### Work required
Turn all of the data below into a numbered list, leaving out any blank lines.

Dataset records on where objects are located:
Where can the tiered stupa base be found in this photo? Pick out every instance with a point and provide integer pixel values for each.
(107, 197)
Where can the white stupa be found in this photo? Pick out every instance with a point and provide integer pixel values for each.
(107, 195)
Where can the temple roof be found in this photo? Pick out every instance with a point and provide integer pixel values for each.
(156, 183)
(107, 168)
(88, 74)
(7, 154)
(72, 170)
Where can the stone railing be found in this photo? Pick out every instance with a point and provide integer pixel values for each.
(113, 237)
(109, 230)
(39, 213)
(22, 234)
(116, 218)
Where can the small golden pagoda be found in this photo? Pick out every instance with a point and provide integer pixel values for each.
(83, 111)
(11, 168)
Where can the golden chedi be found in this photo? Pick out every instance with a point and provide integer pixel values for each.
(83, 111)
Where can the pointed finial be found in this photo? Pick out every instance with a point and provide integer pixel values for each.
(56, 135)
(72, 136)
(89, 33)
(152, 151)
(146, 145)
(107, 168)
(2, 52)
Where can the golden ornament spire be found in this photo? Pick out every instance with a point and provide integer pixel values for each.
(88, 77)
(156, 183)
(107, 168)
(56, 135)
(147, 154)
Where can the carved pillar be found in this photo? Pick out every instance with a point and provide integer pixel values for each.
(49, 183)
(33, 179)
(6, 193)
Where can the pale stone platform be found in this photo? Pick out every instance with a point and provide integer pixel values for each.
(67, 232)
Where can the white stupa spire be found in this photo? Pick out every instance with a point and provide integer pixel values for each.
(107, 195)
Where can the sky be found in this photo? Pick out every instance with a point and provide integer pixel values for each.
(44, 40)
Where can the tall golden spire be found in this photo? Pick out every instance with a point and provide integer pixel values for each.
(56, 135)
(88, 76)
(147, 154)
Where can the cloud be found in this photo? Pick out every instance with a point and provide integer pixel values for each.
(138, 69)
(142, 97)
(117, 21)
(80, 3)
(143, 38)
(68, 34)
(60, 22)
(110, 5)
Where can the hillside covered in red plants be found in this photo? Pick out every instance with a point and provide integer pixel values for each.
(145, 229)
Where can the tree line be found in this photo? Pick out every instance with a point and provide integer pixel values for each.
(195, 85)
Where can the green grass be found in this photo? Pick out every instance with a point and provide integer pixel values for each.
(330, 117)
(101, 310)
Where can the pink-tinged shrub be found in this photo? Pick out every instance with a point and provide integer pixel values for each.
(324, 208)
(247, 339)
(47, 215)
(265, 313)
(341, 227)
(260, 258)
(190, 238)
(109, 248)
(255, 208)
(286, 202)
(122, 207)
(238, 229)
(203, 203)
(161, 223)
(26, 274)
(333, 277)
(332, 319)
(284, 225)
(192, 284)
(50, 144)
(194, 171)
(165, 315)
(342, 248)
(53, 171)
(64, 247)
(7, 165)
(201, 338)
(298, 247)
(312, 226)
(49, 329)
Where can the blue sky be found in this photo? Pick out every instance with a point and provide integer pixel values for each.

### Solution to this exercise
1. Where can the tiered stupa base be found in this photo? Pick out every instance with a point and provide integer pixel values for each.
2. (107, 197)
3. Where can the white stupa be found in this photo? Pick out every instance with a point and provide integer pixel values for each.
4. (107, 195)
5. Where can the temple roof be found in this photo? Pick out every instance with a point and provide integer pixel values for each.
6. (156, 183)
7. (107, 168)
8. (88, 74)
9. (7, 154)
10. (72, 170)
11. Where can the stone railing be found in this photo? Pick out every instance with a point and provide integer pixel values for each.
12. (113, 237)
13. (109, 230)
14. (39, 213)
15. (22, 234)
16. (116, 218)
17. Where can the small golden pagoda be found in this photo? Pick out every instance with a point and provide integer pixel values for each.
18. (83, 111)
19. (11, 168)
20. Where can the golden chedi be found in this photo? Pick out every instance with a point and provide integer pixel values for each.
21. (83, 111)
22. Where can the pointed finial be found in this photo? Pick out every instance with a point and provide integer pixel values for each.
23. (56, 135)
24. (72, 136)
25. (89, 33)
26. (152, 151)
27. (146, 145)
28. (107, 168)
29. (2, 52)
30. Where can the golden ornament spire be found in this photo? Pick out every instance with a point and provide integer pixel values for each.
31. (88, 77)
32. (156, 183)
33. (107, 168)
34. (56, 135)
35. (147, 154)
36. Where can the carved pillar be found in this photo? Pick out every instance with a point and provide integer pixel values for each.
37. (49, 183)
38. (33, 179)
39. (6, 193)
40. Where can the pale stone platform be found in this photo? Pick out every instance with a point and provide integer pixel values for each.
41. (67, 232)
42. Where can the white stupa spire be found in this photo? Pick out every instance with a point and provide integer pixel values for each.
43. (107, 195)
44. Where can the sky be found in this photo? Pick out every instance with a point and provide integer pixel values for each.
45. (44, 40)
46. Where can the tall golden spire be found in this photo? Pick out every instance with a point and provide integer pixel values for each.
47. (56, 135)
48. (88, 76)
49. (147, 154)
50. Where can the cloud be found in this photo? Pick out every instance with a point and provide integer pixel values for each.
51. (138, 69)
52. (142, 97)
53. (117, 21)
54. (80, 3)
55. (143, 38)
56. (68, 34)
57. (60, 22)
58. (110, 5)
59. Where can the hillside covered in red plants be found in this photo? Pick out every instance with a point and provide integer pixel values for each.
60. (145, 229)
61. Where can the tree line be found in this photo? Pick out every instance with a point and provide integer pixel values for each.
62. (195, 85)
63. Where can the green grass be found in this photo? Pick out every instance with a point and provide integer pixel values for each.
64. (330, 117)
65. (101, 310)
66. Where can the pink-tinged shrub be found in this photo? Pick out every instance with a point and provide integer pixel values for each.
67. (324, 208)
68. (247, 339)
69. (47, 215)
70. (265, 313)
71. (341, 227)
72. (260, 258)
73. (190, 238)
74. (109, 248)
75. (255, 208)
76. (286, 202)
77. (122, 207)
78. (238, 229)
79. (203, 203)
80. (161, 223)
81. (26, 274)
82. (333, 277)
83. (332, 319)
84. (284, 225)
85. (192, 284)
86. (50, 144)
87. (194, 171)
88. (165, 315)
89. (342, 248)
90. (53, 171)
91. (64, 247)
92. (7, 165)
93. (201, 338)
94. (298, 247)
95. (312, 226)
96. (49, 329)
97. Where can the blue sky be found in this photo? Pick out every instance with a point and provide integer pixel values for each.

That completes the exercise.